Start of Source material

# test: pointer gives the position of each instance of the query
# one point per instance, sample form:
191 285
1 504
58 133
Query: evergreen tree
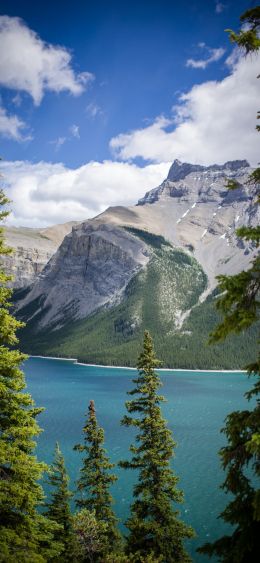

End of Source material

--- Brief ---
Please print each of the records word for word, keeping the pictures out.

--- Result ---
# test: pointer gives the position of each instance of the query
# one point per instance, sample form:
191 285
1 504
58 133
Query: evergreen tree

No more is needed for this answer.